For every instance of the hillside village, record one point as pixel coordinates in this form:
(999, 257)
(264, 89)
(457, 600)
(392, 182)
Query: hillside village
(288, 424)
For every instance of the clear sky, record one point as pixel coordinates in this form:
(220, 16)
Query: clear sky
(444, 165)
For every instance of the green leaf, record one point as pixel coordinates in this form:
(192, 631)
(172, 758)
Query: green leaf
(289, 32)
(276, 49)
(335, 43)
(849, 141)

Given problem
Copy the lines above without any changes.

The result
For every instance of the hillside village, record one point as pixel coordinates in this form:
(999, 257)
(264, 89)
(457, 600)
(392, 182)
Query: hillside village
(288, 424)
For every instance of the clear sky, record one point as pixel coordinates in this form:
(220, 16)
Query: clear sky
(444, 165)
For every instance of the green leaf, record one point as pixel coordinates in this form:
(192, 631)
(172, 758)
Query: green leaf
(289, 32)
(276, 49)
(335, 43)
(849, 141)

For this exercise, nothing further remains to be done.